GIVEN INSTRUCTION: Exact reproduction is required for all entries.

DATA FOR THIS EXERCISE:
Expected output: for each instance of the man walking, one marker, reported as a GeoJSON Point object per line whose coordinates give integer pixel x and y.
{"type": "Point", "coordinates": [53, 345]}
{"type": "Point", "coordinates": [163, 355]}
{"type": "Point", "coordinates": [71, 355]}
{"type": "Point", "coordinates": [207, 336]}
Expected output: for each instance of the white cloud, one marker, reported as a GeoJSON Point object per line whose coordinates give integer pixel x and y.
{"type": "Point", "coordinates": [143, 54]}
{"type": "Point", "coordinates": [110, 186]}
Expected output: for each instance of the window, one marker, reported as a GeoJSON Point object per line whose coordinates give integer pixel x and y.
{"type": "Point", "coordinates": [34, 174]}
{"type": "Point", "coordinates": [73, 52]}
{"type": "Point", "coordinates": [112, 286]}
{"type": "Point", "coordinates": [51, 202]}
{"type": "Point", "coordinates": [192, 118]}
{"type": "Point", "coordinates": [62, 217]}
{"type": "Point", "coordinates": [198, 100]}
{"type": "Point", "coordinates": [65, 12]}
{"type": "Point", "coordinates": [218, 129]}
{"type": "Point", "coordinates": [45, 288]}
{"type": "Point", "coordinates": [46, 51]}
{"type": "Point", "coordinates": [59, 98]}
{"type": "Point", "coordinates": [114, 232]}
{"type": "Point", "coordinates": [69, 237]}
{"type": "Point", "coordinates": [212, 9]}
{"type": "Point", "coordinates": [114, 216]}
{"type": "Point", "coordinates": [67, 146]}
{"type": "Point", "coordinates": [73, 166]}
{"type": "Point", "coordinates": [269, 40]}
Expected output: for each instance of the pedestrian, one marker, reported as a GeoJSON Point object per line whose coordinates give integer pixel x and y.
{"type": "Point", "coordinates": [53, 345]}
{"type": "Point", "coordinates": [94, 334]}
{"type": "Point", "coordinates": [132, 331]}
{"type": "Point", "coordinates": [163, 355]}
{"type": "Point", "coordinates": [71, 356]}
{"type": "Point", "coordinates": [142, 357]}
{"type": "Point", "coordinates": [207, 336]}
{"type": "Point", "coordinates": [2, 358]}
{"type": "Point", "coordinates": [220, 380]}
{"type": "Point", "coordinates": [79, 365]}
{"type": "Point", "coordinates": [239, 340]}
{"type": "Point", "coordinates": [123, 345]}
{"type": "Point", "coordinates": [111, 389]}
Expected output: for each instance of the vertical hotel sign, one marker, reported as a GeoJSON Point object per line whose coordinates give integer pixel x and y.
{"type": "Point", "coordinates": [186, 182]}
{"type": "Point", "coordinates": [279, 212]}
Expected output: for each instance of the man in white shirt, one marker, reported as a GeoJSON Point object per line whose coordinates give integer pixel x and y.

EXPECTED ANSWER:
Expected output: for each instance of the man walking, one marker, reported as a GeoJSON Point object per line whose coordinates give integer pixel x and y.
{"type": "Point", "coordinates": [53, 345]}
{"type": "Point", "coordinates": [163, 355]}
{"type": "Point", "coordinates": [71, 355]}
{"type": "Point", "coordinates": [207, 336]}
Expected output: for each instance of the white cloud, one marker, reported as a GeoJSON Point object per line whose coordinates give integer pixel x and y.
{"type": "Point", "coordinates": [143, 54]}
{"type": "Point", "coordinates": [110, 186]}
Expected output: for each instance of the window, one marker, reported as a GeoJSON Point object per line whose coordinates give integer pixel x and y.
{"type": "Point", "coordinates": [34, 174]}
{"type": "Point", "coordinates": [73, 52]}
{"type": "Point", "coordinates": [112, 286]}
{"type": "Point", "coordinates": [51, 202]}
{"type": "Point", "coordinates": [192, 118]}
{"type": "Point", "coordinates": [62, 217]}
{"type": "Point", "coordinates": [198, 100]}
{"type": "Point", "coordinates": [65, 12]}
{"type": "Point", "coordinates": [218, 129]}
{"type": "Point", "coordinates": [45, 288]}
{"type": "Point", "coordinates": [46, 51]}
{"type": "Point", "coordinates": [59, 98]}
{"type": "Point", "coordinates": [114, 232]}
{"type": "Point", "coordinates": [69, 237]}
{"type": "Point", "coordinates": [212, 9]}
{"type": "Point", "coordinates": [114, 216]}
{"type": "Point", "coordinates": [67, 146]}
{"type": "Point", "coordinates": [73, 166]}
{"type": "Point", "coordinates": [269, 40]}
Expected output: for each instance of the pedestrian, one marker, reported as a GeoJSON Point object per line whose coordinates give integer pixel x and y.
{"type": "Point", "coordinates": [53, 345]}
{"type": "Point", "coordinates": [94, 334]}
{"type": "Point", "coordinates": [132, 331]}
{"type": "Point", "coordinates": [163, 355]}
{"type": "Point", "coordinates": [71, 356]}
{"type": "Point", "coordinates": [142, 357]}
{"type": "Point", "coordinates": [207, 336]}
{"type": "Point", "coordinates": [2, 358]}
{"type": "Point", "coordinates": [220, 380]}
{"type": "Point", "coordinates": [79, 365]}
{"type": "Point", "coordinates": [239, 340]}
{"type": "Point", "coordinates": [123, 345]}
{"type": "Point", "coordinates": [111, 389]}
Expected output: for each instance of the vertical hotel sign, one marker, reported as a GeoJSON Point object per line whose coordinates give integer pixel x and y.
{"type": "Point", "coordinates": [186, 182]}
{"type": "Point", "coordinates": [279, 212]}
Expected output: for each instance of the man in white shirt, one marker, reported as a GeoJSON Point object per line whose coordinates give integer pixel x and y.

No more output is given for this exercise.